• _SHORT TASK_: Reproduce every one of the following records verbatim, line by line, without adding, omitting, or altering anything.
□ □ □ □ □
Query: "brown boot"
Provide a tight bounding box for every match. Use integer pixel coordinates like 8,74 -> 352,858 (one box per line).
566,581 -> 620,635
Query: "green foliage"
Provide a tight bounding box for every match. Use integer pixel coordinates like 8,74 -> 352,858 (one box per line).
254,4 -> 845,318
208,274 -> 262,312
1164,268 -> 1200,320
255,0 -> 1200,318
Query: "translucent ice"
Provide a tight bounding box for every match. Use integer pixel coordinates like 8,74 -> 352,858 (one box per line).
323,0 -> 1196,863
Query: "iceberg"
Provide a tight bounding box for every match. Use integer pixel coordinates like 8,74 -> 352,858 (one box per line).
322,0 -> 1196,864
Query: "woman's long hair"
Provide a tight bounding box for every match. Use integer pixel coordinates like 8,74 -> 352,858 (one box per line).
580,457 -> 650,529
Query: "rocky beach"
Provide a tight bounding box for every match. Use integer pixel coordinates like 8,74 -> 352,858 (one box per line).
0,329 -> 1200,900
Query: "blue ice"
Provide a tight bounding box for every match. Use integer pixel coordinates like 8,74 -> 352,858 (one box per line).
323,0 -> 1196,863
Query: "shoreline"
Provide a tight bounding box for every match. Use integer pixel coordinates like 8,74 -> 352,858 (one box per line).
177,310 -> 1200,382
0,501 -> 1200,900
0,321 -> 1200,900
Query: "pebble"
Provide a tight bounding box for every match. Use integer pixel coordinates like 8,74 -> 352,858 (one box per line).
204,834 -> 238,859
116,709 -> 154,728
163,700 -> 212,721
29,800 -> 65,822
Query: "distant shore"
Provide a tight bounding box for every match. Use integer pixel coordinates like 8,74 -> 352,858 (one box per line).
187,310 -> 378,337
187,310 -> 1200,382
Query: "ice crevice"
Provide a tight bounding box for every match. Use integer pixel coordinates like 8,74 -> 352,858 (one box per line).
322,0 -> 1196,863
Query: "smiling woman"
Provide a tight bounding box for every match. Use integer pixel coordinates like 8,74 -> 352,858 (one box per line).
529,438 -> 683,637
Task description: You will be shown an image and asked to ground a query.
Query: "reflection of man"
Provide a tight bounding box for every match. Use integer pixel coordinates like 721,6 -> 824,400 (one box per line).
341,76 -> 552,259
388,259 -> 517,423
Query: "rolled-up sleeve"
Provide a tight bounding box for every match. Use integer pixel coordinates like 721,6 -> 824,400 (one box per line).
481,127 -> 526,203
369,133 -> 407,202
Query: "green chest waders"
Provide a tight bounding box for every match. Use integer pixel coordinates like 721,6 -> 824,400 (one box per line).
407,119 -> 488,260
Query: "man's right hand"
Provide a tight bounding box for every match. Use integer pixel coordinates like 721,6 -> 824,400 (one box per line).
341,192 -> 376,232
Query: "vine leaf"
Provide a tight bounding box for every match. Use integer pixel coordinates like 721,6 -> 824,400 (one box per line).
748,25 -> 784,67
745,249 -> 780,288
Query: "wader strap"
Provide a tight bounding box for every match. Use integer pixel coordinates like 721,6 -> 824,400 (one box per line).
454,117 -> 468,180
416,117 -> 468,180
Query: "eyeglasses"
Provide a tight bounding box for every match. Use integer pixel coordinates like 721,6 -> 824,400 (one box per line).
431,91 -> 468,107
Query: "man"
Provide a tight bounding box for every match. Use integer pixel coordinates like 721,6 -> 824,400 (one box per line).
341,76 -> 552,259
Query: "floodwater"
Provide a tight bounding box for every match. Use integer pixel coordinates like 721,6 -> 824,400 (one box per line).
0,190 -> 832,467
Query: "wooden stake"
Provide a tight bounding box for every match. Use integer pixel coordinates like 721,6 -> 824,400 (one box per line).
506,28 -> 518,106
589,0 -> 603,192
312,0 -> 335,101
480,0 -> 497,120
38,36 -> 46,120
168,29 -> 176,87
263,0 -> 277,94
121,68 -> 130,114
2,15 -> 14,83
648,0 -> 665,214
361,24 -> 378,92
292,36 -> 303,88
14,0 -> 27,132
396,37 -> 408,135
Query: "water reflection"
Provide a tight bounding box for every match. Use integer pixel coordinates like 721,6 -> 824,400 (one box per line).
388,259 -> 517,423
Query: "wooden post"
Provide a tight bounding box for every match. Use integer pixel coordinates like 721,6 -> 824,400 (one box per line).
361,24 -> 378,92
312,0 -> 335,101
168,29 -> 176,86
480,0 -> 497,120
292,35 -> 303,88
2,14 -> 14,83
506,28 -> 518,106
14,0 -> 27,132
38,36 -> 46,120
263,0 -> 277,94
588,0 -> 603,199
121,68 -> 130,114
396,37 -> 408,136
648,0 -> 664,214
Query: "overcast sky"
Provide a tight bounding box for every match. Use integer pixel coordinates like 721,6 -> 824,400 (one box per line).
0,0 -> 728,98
□ □ □ □ □
• _ANSWER TO THE TASK_:
Query: "brown boot"
Provide a tight bounding box for every match. Use integer pixel coordinates like 8,74 -> 352,858 (one box per line).
566,581 -> 620,635
Query: "green foliage"
Provide a tight bounding box for every match. Use integer pixel coordinates like 8,74 -> 352,858 (one box per line).
254,4 -> 845,318
208,274 -> 262,312
1164,268 -> 1200,320
255,0 -> 1200,318
Query: "translucent ice"
Provide a tight bounding box for every match. Use integer pixel coordinates like 8,74 -> 352,858 (one box per line).
323,0 -> 1196,863
Query: "iceberg"
Provide a tight bounding box for every match. Use integer pixel coordinates like 8,74 -> 352,858 (one box per line).
322,0 -> 1196,864
Query: "woman's long hair"
Provide a tight bounding box for every match. Use integer pixel coordinates like 8,74 -> 352,858 (one box per line).
580,457 -> 650,529
Query: "rocky beach"
Provide a tight bounding box for every match. Use integer pixel coordinates like 8,74 -> 352,858 (one box per line).
0,329 -> 1200,900
Query: "blue ice"
Provide a tight bounding box for every match. Use integer pixel coordinates like 8,74 -> 352,858 (one box per line).
323,0 -> 1196,863
Query: "shoreline"
Provide a tight bounding box for every match. Use integer pixel coordinates like 8,74 -> 352,858 (one box per line).
177,310 -> 1200,382
0,501 -> 1200,900
0,321 -> 1200,900
Query: "pebble"
Provide a tight bounding box for every match. Use integer pixel coordinates like 8,74 -> 352,858 (one box per line).
204,834 -> 238,859
116,709 -> 154,728
163,700 -> 212,721
29,800 -> 65,822
Query: "distant shore"
Provide a tight bounding box for every match. Use integer pixel coordinates like 8,74 -> 352,858 (one box per line).
187,310 -> 378,337
187,310 -> 1200,382
Query: "ice crevice"
Provide a tight bounding box for every match. Use integer pixel coordinates like 8,74 -> 352,858 (one box per line).
322,0 -> 1196,863
Query: "smiling woman"
Provide a tight bounding box for every match. Use integer pixel coordinates like 8,74 -> 352,858 (one box per line).
529,438 -> 683,637
Task description: You will be shown an image and asked to ground a query.
Query: "reflection of man"
Provide a tight bounding box for every match. Use integer pixel coordinates like 721,6 -> 824,400 (one box per line).
341,76 -> 552,259
388,259 -> 517,423
Query: "rolled-up sleeve"
Provide a tight bounding box for every match. Use integer pixel coordinates like 721,6 -> 824,400 (one box per line).
481,127 -> 526,203
369,133 -> 407,202
Query: "green chest waders"
Provide a tight bounding box for every match. Use integer pixel coordinates like 721,6 -> 824,400 (one box per line).
407,119 -> 488,260
Query: "man's right hand"
Provide a tight bounding box for every match. Use integer pixel coordinates like 721,6 -> 824,400 (one box per line).
341,192 -> 376,232
Query: "vine leaf"
Provide a tight bounding box for every match. Use integer pixel coordinates like 721,6 -> 824,400 (one box per line).
748,25 -> 784,67
745,249 -> 780,288
Query: "wader strap"
Provide a tight bounding box for every match. Use integer pixel coordinates like 721,6 -> 824,400 (one box per line).
454,117 -> 468,180
416,117 -> 468,180
Query: "eyeglasses"
Provide a tight bounding box for every match. Use integer pixel coordinates like 721,6 -> 824,400 (one box per line).
431,91 -> 468,107
Query: "man"
Provide a tight bounding box for every match. Use integer pixel coordinates like 721,6 -> 824,400 (one box per line).
341,76 -> 552,259
Query: "floodwater"
Provide a tight bounding box for every match. Use integer pixel coordinates like 721,6 -> 824,400 (one box per line).
0,190 -> 832,467
Query: "wooden stake"
Provide a tight bounding box for every match. Use integer pixel coordinates like 721,6 -> 824,400 (one box per line).
506,28 -> 518,106
589,0 -> 603,192
312,0 -> 335,101
480,0 -> 497,120
38,36 -> 46,120
168,29 -> 176,87
263,0 -> 277,94
121,68 -> 130,114
2,15 -> 14,83
648,0 -> 665,214
361,24 -> 378,92
292,36 -> 303,88
14,0 -> 27,132
396,37 -> 408,135
Query: "water reflection"
Provide a tight bounding box for every match. Use integer pixel coordinates like 721,6 -> 824,400 (one box per line).
388,259 -> 517,423
Query: "wooden post"
Provide a tight bounding box for every match. Use integer pixel coordinates like 721,6 -> 824,400 (one box per line).
361,24 -> 378,92
312,0 -> 335,101
168,29 -> 176,86
480,0 -> 497,120
292,35 -> 303,88
2,14 -> 14,83
506,28 -> 518,106
14,0 -> 27,132
38,36 -> 46,120
263,0 -> 277,94
588,0 -> 603,199
121,68 -> 130,114
396,37 -> 408,136
648,0 -> 664,214
Query: "overcast sky"
Provide a tight bounding box for every match. Use integer pixel coordinates like 721,6 -> 824,400 (one box per line).
0,0 -> 728,98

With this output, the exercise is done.